How many lines in the entries contain the string "napkin"? Treat case as significant, and reply with only the number.

[Stored dataset items]
--- BEGIN ---
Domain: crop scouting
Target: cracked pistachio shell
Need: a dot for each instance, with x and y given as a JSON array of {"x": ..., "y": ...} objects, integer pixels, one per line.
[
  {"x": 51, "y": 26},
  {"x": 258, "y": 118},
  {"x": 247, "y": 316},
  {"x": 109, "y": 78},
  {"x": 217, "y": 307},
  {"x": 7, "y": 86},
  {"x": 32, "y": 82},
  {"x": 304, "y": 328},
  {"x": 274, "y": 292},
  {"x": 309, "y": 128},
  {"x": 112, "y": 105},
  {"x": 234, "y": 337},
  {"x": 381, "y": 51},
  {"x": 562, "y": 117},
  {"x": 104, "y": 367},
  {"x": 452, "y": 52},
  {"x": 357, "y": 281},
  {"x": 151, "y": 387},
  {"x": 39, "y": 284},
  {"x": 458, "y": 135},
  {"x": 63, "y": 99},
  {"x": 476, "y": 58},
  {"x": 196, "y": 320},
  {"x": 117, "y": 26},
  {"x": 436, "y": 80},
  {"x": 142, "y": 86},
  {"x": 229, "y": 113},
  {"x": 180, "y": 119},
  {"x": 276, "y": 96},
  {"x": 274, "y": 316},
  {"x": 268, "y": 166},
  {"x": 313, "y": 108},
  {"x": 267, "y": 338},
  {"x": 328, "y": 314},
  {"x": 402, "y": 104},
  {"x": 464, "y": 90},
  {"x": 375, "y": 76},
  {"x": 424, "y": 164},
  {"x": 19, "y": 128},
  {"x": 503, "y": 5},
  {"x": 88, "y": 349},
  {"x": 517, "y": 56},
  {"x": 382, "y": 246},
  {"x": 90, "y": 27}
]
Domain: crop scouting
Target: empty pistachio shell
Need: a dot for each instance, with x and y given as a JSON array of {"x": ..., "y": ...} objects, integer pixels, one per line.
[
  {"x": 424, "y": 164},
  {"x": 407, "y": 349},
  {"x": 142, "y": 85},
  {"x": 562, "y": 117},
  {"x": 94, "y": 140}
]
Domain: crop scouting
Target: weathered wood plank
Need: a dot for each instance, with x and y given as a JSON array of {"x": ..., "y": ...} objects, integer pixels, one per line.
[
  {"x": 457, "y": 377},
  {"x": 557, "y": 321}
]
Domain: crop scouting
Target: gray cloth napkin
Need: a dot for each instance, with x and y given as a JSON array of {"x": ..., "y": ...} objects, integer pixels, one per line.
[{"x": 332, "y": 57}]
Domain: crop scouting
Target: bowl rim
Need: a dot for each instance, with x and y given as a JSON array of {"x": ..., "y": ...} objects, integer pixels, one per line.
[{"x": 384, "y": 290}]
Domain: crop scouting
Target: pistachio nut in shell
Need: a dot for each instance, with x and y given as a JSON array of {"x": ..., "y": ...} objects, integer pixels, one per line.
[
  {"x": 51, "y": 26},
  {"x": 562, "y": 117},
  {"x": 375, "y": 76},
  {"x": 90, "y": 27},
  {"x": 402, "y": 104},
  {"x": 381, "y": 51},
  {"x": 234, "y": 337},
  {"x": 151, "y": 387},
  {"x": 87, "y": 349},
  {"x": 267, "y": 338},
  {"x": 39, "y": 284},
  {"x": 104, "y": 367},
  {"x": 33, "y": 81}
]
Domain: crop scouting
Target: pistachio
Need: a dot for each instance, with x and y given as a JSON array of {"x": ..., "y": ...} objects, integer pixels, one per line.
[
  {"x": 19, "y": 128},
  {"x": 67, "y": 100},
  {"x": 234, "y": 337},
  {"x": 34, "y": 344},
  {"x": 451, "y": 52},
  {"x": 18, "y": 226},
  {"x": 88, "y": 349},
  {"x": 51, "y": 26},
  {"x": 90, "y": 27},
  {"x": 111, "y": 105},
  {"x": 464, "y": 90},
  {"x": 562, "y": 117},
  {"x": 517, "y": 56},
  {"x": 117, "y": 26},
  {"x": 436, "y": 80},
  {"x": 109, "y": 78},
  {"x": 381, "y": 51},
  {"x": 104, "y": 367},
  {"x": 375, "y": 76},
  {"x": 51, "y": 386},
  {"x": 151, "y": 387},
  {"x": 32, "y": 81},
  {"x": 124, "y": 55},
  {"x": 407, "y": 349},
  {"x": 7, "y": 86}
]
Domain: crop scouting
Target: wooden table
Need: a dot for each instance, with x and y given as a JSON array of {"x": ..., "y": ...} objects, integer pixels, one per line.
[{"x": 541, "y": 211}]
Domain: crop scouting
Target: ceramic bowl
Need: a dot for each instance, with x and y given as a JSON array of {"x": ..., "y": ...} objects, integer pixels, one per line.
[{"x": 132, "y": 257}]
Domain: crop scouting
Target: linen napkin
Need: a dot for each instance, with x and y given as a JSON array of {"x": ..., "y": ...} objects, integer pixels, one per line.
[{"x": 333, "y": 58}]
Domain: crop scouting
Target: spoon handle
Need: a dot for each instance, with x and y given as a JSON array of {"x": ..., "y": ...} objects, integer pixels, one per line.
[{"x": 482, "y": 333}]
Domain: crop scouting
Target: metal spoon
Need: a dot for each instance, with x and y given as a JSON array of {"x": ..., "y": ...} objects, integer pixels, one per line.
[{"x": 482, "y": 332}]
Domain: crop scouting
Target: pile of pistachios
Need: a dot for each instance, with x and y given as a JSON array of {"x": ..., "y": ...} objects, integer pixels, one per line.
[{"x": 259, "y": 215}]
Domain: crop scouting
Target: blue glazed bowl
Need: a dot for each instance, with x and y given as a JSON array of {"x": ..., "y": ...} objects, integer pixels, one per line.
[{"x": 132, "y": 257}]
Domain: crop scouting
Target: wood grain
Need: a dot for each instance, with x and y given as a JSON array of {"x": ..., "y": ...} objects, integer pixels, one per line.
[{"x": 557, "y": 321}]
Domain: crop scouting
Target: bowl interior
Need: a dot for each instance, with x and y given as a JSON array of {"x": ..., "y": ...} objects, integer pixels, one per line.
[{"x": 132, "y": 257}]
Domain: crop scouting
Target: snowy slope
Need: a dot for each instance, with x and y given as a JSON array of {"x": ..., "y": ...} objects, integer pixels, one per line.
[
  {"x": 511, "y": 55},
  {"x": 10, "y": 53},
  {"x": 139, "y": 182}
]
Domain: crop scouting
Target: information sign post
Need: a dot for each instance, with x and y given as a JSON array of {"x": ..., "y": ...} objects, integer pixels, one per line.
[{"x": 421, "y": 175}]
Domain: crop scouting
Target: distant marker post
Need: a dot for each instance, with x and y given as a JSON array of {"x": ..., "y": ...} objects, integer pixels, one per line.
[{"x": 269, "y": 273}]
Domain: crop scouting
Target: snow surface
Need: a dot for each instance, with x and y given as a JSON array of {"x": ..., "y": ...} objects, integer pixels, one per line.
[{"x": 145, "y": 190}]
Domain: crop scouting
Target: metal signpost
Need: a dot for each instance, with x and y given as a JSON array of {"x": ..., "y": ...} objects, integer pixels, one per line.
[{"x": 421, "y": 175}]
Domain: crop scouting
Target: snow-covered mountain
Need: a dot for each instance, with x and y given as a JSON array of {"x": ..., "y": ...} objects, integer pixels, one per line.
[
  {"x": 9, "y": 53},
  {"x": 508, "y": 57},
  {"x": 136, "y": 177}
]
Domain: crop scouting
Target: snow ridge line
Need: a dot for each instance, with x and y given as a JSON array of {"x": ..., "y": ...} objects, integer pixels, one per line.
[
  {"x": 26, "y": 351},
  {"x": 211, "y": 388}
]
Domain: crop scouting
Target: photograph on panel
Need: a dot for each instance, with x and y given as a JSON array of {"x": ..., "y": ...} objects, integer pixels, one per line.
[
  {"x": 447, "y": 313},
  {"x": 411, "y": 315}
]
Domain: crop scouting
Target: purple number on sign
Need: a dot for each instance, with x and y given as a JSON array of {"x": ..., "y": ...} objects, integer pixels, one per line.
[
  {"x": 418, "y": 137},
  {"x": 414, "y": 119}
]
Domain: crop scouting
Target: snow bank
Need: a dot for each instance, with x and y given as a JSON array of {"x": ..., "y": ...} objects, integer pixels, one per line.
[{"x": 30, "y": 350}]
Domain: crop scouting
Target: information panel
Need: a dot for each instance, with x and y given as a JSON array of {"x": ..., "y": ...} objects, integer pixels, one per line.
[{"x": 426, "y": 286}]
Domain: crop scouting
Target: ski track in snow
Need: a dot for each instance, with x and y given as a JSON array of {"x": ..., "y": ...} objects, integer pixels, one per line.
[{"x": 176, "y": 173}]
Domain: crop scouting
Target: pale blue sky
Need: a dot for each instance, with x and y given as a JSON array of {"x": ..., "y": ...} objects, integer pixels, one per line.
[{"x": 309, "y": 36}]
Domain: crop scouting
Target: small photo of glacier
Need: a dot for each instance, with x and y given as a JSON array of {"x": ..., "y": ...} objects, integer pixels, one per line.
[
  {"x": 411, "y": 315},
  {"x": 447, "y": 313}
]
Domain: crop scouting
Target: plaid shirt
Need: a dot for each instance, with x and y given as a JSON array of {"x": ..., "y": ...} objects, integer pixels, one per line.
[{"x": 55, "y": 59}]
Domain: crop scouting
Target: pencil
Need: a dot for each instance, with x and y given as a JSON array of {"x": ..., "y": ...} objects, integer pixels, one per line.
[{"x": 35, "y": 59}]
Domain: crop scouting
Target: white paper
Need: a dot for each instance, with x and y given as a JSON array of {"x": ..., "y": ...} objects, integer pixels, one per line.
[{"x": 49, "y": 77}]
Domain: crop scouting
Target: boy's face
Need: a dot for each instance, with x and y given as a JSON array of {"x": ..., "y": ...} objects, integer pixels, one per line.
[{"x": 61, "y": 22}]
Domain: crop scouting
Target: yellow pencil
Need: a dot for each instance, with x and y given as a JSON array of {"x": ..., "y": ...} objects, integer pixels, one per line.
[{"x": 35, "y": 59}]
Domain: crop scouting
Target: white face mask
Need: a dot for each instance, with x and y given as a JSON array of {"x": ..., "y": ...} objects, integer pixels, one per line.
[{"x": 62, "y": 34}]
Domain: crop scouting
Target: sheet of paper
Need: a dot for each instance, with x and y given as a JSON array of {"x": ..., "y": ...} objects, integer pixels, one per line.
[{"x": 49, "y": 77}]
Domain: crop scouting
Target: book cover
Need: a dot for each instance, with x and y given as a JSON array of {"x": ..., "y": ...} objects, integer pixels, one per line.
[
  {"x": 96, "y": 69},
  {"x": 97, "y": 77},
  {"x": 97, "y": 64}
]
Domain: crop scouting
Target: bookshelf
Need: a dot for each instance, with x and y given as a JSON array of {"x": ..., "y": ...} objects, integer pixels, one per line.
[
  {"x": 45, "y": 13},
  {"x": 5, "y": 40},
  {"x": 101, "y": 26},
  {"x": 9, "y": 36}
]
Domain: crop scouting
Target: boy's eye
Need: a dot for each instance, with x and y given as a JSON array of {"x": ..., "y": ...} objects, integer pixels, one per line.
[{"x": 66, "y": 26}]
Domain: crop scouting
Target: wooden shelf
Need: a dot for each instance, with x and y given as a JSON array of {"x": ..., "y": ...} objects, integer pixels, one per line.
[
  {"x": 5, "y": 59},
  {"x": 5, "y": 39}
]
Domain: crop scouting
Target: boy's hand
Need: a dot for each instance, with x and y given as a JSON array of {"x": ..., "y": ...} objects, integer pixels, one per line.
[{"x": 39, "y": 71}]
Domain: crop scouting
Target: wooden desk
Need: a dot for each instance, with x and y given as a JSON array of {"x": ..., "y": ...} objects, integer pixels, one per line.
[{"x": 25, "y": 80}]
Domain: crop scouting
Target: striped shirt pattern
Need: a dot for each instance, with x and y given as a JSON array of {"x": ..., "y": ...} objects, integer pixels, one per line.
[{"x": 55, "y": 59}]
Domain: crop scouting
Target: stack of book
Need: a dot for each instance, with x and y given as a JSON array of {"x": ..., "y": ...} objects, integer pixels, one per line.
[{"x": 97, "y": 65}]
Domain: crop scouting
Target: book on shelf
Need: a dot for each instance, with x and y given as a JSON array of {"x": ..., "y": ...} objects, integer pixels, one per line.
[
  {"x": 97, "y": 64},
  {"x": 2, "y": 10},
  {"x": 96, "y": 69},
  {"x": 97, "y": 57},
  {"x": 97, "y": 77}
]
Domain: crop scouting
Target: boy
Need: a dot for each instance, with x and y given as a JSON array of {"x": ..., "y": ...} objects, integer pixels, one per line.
--- END ---
Response: 2